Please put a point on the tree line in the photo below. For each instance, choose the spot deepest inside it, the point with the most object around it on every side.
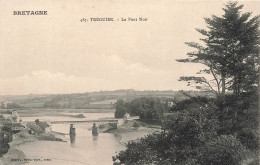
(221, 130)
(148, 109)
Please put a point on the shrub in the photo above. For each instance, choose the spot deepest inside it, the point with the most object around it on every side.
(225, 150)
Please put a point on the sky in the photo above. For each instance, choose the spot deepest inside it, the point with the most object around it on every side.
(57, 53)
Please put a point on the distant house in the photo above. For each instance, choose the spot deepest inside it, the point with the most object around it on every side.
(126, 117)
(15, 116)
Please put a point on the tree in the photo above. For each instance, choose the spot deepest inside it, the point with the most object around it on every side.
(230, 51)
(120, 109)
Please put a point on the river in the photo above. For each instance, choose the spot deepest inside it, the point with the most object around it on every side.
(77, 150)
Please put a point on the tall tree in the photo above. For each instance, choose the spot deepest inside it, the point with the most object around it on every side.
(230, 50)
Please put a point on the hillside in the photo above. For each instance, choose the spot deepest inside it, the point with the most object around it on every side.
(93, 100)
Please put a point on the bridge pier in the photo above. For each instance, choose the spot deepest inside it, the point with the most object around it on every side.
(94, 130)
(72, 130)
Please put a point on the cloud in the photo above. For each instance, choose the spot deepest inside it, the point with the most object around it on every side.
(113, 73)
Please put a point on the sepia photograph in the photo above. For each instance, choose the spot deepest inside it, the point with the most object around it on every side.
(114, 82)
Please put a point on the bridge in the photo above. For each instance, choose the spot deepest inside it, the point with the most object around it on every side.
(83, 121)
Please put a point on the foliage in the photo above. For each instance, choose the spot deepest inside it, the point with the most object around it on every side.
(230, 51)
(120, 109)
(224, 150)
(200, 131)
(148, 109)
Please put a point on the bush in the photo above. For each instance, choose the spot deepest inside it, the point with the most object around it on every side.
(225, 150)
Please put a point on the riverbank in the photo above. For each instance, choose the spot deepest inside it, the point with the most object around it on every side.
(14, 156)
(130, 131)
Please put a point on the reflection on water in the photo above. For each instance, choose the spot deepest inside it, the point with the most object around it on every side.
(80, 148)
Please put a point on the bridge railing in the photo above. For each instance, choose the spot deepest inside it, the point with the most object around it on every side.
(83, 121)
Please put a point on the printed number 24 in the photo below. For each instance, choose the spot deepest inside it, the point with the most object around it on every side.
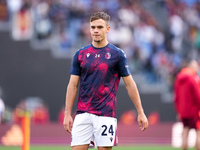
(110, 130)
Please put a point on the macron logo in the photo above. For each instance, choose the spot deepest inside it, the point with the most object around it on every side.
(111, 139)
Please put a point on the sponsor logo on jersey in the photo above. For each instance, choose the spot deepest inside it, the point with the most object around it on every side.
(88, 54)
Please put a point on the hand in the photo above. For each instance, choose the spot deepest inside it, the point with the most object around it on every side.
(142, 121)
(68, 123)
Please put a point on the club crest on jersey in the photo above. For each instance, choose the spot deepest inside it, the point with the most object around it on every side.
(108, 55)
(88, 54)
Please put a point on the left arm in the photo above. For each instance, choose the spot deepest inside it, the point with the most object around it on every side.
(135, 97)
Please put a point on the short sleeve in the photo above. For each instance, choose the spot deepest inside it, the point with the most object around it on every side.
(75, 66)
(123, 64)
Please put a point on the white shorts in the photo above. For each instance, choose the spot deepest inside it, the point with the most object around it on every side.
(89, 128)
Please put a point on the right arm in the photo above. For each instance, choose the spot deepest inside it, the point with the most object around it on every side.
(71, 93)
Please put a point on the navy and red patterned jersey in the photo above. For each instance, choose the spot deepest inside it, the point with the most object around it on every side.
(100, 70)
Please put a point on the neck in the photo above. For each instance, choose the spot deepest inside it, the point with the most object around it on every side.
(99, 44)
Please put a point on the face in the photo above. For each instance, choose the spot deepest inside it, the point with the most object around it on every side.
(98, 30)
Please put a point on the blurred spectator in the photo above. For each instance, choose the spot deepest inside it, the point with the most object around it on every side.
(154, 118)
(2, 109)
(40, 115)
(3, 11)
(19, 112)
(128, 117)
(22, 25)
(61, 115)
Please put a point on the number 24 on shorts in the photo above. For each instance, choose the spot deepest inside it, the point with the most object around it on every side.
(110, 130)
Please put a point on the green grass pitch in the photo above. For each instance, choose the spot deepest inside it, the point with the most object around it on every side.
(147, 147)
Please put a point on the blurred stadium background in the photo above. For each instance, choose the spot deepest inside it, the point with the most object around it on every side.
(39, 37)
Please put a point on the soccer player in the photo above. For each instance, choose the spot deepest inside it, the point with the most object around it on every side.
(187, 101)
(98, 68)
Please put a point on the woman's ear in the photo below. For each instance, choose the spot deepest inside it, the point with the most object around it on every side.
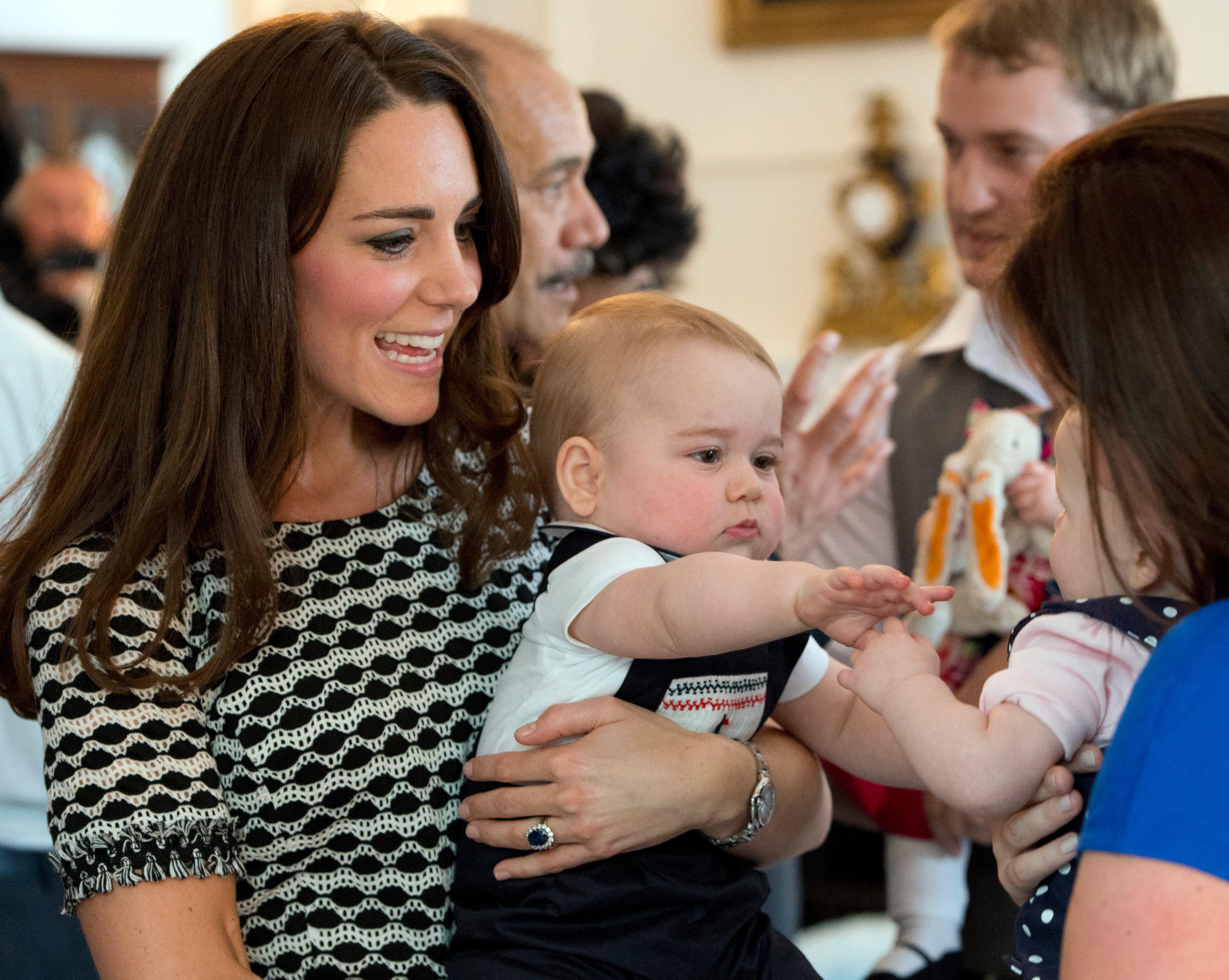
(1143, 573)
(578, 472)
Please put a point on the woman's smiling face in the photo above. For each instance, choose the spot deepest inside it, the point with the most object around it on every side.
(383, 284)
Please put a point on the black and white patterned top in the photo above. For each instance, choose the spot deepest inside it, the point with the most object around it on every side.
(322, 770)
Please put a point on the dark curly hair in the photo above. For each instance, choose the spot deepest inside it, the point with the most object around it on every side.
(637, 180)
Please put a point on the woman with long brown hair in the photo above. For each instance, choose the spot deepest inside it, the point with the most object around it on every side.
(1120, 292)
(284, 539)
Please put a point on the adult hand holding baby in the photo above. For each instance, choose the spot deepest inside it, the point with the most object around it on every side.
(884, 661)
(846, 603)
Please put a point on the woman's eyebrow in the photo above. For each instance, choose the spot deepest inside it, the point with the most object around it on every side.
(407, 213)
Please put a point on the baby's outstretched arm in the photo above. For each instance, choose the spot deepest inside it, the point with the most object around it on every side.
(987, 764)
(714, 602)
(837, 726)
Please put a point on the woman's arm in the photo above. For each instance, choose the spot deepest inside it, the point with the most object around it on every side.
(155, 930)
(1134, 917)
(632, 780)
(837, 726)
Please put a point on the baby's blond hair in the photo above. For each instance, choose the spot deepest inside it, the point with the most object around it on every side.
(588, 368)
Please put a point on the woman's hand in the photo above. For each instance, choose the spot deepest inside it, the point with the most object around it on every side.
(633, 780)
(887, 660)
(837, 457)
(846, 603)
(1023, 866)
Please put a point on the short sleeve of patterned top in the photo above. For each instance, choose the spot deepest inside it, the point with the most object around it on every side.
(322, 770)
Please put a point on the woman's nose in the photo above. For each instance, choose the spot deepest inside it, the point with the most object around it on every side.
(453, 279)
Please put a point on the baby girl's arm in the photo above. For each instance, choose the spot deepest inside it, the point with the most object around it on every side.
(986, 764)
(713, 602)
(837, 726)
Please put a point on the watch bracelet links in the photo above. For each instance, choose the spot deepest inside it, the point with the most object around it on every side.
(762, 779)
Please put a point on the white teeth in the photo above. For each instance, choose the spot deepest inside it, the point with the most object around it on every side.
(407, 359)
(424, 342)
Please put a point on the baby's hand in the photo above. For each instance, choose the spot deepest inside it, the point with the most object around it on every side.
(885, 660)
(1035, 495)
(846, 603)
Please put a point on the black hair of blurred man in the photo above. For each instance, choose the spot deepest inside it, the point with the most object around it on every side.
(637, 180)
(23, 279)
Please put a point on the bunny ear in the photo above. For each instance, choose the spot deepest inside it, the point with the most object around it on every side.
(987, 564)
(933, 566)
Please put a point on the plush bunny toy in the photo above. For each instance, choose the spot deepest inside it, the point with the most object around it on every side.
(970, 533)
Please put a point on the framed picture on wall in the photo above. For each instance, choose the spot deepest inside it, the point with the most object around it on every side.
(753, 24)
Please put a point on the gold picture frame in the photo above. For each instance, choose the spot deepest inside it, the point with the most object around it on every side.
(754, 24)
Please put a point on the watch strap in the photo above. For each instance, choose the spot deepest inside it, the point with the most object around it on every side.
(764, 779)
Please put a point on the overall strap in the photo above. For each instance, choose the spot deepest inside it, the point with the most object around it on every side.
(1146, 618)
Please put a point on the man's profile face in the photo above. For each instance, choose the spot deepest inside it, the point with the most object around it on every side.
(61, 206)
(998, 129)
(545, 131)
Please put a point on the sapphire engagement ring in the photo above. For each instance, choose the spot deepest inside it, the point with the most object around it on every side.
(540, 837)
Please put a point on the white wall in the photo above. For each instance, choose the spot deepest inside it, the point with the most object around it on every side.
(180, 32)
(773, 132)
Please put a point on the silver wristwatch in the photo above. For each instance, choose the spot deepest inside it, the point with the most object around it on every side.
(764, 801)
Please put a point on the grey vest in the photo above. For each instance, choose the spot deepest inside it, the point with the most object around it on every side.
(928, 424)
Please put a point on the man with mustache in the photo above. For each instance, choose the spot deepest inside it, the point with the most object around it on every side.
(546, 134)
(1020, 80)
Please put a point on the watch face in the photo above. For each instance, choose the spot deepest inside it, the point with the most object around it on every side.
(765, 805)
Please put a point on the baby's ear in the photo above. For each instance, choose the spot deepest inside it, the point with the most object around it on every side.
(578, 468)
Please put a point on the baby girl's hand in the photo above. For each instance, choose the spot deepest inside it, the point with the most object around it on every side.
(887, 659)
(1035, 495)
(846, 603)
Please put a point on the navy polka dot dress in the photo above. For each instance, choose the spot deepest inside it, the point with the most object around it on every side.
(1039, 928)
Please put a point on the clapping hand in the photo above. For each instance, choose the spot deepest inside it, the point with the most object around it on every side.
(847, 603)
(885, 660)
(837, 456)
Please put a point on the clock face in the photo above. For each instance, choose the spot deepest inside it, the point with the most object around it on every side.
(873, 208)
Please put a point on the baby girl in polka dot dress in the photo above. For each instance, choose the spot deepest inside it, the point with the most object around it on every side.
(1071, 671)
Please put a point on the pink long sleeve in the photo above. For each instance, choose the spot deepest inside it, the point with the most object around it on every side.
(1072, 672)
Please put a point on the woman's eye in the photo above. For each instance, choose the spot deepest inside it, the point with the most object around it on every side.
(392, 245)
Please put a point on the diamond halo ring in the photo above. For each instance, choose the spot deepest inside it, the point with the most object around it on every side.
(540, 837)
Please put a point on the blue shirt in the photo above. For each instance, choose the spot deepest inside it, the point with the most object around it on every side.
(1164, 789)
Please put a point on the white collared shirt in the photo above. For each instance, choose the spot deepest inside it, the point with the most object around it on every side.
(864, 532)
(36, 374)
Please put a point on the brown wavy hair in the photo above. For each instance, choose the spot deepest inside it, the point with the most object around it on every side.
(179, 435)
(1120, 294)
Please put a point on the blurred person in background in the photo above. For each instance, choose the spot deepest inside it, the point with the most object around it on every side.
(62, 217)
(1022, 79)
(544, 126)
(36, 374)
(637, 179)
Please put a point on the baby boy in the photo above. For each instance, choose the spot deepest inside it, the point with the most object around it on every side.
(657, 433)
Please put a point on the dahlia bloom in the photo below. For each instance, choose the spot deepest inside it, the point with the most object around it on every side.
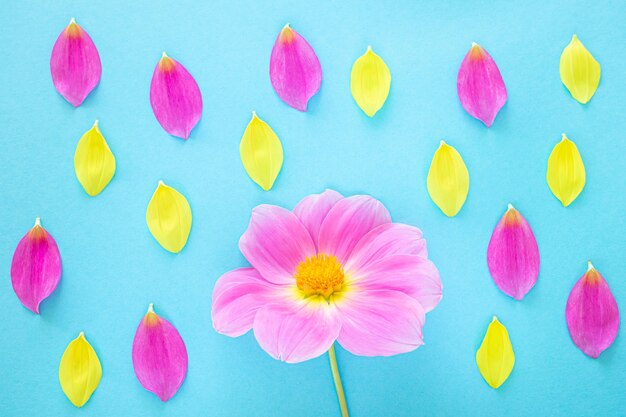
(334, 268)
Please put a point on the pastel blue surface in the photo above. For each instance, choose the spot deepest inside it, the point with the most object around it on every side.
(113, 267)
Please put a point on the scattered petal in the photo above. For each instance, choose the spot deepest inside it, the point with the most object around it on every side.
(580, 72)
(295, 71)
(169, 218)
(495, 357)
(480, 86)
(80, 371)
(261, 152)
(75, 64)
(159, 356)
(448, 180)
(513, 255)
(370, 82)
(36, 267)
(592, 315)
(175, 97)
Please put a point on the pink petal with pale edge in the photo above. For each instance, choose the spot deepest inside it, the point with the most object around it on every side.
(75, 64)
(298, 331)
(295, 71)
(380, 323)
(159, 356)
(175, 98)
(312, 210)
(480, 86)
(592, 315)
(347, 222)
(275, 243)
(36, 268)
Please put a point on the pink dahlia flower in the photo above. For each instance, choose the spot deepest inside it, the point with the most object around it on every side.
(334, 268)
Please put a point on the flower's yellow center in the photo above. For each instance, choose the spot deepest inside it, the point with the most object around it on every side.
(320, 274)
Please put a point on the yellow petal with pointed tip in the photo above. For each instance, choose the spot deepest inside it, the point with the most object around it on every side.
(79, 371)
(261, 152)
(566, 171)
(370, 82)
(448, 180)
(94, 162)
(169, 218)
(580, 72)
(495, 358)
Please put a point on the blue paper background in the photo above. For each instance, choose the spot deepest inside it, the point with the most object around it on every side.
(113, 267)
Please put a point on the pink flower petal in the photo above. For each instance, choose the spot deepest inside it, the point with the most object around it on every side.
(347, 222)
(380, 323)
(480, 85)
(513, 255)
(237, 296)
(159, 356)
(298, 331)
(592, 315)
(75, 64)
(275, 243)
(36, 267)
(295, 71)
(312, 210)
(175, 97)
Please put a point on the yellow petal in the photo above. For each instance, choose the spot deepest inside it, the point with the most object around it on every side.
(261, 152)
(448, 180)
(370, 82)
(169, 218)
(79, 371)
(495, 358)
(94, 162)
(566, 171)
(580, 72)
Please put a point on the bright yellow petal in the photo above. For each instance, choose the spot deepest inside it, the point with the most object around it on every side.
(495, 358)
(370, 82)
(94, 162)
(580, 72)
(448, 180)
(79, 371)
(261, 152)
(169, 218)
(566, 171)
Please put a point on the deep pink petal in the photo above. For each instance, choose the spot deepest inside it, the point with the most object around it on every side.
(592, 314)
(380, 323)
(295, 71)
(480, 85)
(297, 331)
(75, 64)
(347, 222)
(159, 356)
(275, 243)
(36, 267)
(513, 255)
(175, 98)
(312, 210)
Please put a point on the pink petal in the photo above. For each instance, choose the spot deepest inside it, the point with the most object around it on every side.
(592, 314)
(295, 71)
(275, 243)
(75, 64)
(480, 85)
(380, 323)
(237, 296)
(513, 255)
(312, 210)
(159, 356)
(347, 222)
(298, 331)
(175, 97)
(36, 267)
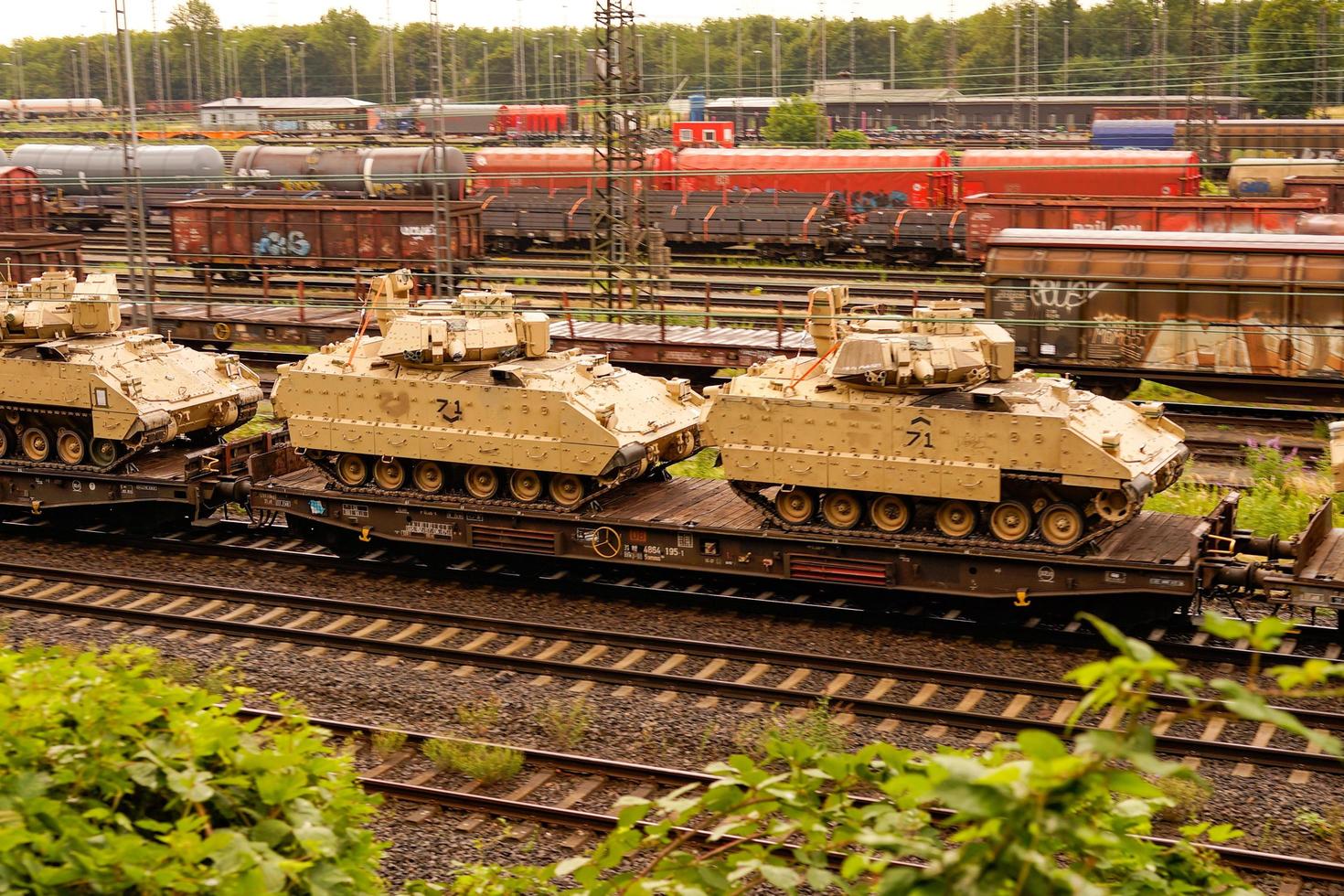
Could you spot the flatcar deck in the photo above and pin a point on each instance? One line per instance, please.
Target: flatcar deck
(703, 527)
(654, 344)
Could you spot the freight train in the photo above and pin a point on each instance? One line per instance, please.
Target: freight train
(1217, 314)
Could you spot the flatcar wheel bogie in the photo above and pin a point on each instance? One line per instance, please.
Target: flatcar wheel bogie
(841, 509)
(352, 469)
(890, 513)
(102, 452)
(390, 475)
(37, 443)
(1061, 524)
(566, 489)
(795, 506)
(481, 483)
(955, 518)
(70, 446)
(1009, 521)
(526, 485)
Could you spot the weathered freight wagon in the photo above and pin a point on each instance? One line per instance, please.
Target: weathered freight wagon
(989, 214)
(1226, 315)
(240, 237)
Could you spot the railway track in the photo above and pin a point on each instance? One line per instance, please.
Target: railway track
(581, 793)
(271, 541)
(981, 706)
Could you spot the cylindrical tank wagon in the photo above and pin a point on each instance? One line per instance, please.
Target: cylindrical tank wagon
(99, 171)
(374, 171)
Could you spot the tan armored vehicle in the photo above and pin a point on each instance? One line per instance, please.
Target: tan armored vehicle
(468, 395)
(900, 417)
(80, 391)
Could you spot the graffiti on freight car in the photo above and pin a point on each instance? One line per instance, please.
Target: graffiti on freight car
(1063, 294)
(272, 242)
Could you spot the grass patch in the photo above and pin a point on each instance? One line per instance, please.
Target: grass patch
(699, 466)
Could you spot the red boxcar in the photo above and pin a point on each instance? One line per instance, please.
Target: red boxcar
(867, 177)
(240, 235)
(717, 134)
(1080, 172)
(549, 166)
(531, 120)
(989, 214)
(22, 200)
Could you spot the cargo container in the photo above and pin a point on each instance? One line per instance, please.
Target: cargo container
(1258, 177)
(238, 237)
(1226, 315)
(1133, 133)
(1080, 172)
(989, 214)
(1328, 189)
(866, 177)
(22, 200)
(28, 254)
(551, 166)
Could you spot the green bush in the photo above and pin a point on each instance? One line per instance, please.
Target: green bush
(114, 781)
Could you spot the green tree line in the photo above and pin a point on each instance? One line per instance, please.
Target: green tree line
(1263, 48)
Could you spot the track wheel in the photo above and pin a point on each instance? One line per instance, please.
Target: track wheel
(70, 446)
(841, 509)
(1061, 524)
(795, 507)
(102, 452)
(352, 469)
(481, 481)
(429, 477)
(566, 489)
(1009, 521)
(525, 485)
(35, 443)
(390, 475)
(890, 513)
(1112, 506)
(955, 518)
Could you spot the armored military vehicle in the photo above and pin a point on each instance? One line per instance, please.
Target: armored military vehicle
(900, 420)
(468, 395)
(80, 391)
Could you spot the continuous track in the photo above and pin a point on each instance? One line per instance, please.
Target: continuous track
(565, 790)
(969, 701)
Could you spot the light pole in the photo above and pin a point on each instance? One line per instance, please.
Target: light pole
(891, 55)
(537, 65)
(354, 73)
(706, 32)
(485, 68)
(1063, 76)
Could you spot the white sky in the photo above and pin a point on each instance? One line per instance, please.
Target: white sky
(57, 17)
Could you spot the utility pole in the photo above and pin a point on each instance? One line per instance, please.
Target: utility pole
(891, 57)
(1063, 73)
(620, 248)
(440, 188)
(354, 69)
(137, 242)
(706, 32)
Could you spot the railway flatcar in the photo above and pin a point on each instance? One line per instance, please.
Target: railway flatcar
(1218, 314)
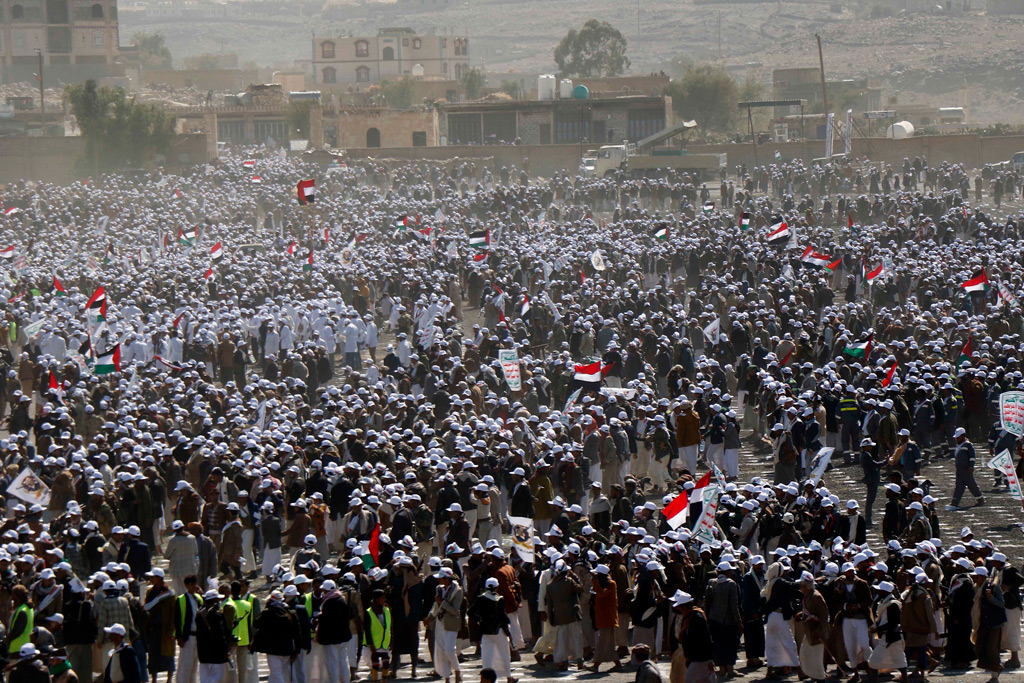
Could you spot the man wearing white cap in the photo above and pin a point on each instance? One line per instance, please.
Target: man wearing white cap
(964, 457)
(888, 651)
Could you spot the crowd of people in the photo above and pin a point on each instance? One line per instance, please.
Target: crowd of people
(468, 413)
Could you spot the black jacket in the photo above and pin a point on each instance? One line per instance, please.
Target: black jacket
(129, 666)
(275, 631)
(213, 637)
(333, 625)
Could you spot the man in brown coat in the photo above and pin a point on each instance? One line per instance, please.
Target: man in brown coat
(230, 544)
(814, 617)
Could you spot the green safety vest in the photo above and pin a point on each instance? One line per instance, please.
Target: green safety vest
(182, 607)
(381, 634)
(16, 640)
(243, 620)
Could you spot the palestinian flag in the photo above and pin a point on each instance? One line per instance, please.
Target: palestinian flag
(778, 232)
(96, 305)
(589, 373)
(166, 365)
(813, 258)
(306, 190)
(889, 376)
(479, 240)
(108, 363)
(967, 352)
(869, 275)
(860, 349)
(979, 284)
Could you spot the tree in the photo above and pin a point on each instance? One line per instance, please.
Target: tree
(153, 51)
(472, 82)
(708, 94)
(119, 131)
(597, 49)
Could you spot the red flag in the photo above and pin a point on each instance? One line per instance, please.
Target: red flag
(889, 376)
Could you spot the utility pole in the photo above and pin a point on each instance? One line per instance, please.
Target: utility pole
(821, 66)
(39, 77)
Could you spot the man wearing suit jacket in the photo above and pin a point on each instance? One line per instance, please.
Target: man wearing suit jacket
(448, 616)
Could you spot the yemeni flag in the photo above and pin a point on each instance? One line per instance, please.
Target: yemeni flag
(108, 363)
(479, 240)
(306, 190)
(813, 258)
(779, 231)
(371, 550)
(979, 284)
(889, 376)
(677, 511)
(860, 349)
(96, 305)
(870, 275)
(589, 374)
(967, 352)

────────

Look above for the line containing "Could you spot the man in", then transcribe it and all lines after it through the last, exactly and with nothing else.

Could you spot the man in brown coat in the photo above and pin a point on each instance? One line per instance, please.
Target: man in brown coat
(230, 544)
(814, 617)
Could you spot the green safety vest in the photo above and pin a point on each instance? One line per instance, please.
Target: green safety vest
(182, 607)
(381, 634)
(16, 640)
(243, 620)
Could you spot the palestinian flag in the photo above and pin a point on each instance? One line per instance, please.
Target: palestinian flag
(778, 232)
(96, 305)
(589, 373)
(166, 365)
(813, 258)
(306, 190)
(889, 376)
(479, 240)
(108, 363)
(967, 352)
(869, 275)
(860, 349)
(979, 284)
Could you spot the tree in the photo above and pin a point on each instance? One line per instance, please.
Target: tree
(153, 51)
(472, 82)
(708, 94)
(119, 131)
(597, 49)
Could you spot the red flag in the photo above and pin a point on each instance? One line per instance, please.
Target: red flag
(889, 376)
Could you spot the utility pole in the photo above and pin a point on each instance? One line per instance, please.
Target: utility pole
(821, 66)
(39, 77)
Could you spot the man wearing suit jacket in the photo above and pin a point on each instance? One line per instance, please.
Target: man wearing suit jacket
(448, 616)
Could you spot the yemeni flag in the photo above and pin a point on each instance? One line per instance, please.
Target: yemeni flag
(108, 363)
(479, 240)
(306, 190)
(813, 258)
(779, 231)
(371, 550)
(979, 284)
(889, 376)
(677, 511)
(860, 349)
(96, 305)
(870, 275)
(589, 374)
(967, 352)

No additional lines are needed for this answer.